• **Challenges**
**1)** Please copy the stretch of the Spanish grammar notes from "So tengo una" through "adjective: all mismatched)".
**2)** Using the Spanish grammar notes, answer yes or no to each statement and quote the words that decide it: (a) cuenta is a feminine noun; (b) Spanish adjectives usually come before the noun; (c) hay means "I have."
**3)** Continue the Spanish grammar notes on the sentence about a private social network account from the point where they stop.

• **Page text**
------------

Breakdown of Tengo una cuenta privada en esa red social porque me preocupa mi seguridad.
Questions & Answers about Tengo una cuenta privada en esa red social porque me preocupa mi seguridad.
In Spanish:
- tengo = I have
- hay = there is / there are
The sentence is saying I have a private account, so you need the verb tener in the 1st person singular: tengo.
If you said Hay una cuenta privada en esa red social, you’d be saying There is a private account on that social network, without specifying that it belongs to you. That changes the meaning.
So tengo una cuenta privada correctly expresses I have / I own a private account.
Because cuenta is a feminine noun, and both the article and the adjective must agree in gender (and number) with it.
- la cuenta → feminine
- una cuenta → feminine singular article
- privada → feminine singular form of the adjective privado/privada
So:
- una cuenta privada ✅ (feminine + feminine)
- un cuenta privado ❌ (masculine article + feminine noun + masculine adjective: all mismatched)
In Spanish, adjectives usually come after the noun:
- una casa grande – a big house
- un coche nuevo – a new car
- una cuenta privada – a private account
Adjectives can come before the noun, but that often adds a special nuance (emotional, figurative, subjective, etc.). For everyday, neutral descriptions like private account, Spanish normally prefers noun + adjective: cuenta privada.

------------

• **Listing**
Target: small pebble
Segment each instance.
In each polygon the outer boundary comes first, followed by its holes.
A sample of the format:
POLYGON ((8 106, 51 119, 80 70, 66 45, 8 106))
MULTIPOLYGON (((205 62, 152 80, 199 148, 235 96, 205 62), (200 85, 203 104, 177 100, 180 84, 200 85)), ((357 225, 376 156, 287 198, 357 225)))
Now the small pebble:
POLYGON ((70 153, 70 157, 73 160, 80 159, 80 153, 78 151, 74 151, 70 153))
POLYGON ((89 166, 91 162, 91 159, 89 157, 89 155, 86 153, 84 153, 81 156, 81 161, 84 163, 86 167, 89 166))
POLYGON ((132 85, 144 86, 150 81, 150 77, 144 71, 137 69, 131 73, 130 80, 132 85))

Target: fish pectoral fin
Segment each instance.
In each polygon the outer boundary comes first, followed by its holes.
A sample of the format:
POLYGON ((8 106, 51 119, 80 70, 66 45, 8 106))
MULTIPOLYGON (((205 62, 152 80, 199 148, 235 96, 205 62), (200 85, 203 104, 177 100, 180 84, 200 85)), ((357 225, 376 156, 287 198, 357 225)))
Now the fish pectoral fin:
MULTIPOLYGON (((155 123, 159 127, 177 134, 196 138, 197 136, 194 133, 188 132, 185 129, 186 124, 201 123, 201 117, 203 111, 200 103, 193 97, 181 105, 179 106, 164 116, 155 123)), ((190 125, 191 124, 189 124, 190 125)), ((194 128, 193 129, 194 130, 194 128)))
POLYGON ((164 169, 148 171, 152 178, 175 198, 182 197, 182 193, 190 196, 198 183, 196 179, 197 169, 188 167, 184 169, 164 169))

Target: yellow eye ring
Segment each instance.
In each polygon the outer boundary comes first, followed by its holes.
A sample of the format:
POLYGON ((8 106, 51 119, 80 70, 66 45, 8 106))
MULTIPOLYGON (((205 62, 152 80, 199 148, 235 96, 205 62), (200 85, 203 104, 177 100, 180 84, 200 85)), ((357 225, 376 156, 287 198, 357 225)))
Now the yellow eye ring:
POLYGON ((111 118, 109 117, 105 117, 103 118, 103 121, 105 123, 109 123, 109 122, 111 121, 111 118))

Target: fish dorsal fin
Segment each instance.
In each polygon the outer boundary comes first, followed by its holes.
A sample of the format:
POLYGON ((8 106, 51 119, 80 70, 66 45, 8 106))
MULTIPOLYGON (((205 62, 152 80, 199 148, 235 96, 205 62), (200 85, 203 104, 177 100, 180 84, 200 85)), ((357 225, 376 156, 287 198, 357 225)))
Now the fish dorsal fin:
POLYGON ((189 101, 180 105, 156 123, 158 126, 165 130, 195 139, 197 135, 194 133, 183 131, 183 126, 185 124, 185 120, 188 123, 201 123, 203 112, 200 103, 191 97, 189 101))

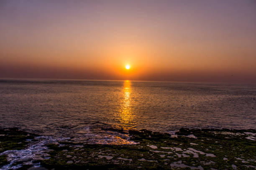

------------

• **Exercise responses**
**1)**
So tengo una cuenta privada correctly expresses I have / I own a private account.
Because cuenta is a feminine noun, and both the article and the adjective must agree in gender (and number) with it.
- la cuenta → feminine
- una cuenta → feminine singular article
- privada → feminine singular form of the adjective privado/privada
So:
- una cuenta privada ✅ (feminine + feminine)
- un cuenta privado ❌ (masculine article + feminine noun + masculine adjective: all mismatched)

**2)**
(a) Yes: "Because cuenta is a feminine noun"
(b) No: "In Spanish, adjectives usually come after the noun"
(c) No: "hay = there is / there are"

**3)**
red social literally means social network:
- red = network (also net, web)
- social = social
Red is a feminine noun: la red. That’s why you say:
- la red social
- esa red social
- en esa red social
The adjective social is invariable for gender; the feminine marking is carried by the article and by red itself:
- una red social (feminine)
- un problema social (masculine)
Spanish uses en for:
- in (inside something)
- on (on a platform / site / network)
- at (a place)
Here it’s like saying on that social network or in that social network, so en is the natural choice:
- en esa red social – on/in that social network
A would suggest movement (to that social network), which isn’t intended here, and de (of that social network) would express possession or origin, also not the idea we want.
Spanish has three basic demonstratives:
- esta – this (near the speaker)
- esa – that (a bit further away or just not close to the speaker)
- aquella – that over there (far from both speaker and listener, often more distant in space/time/context)
In practice:
- esta red social – this social network (very present or being directly referred to, maybe on the screen right now)
- esa red social – that social network (not “here”, maybe one you mentioned before)
- aquella red social – that social network over there / back then (more distant, often somewhat remote or more abstract/old)
Using esa suggests it’s a network that has already been mentioned or is known from context, but isn’t being presented as particularly “close” to the speaker right now.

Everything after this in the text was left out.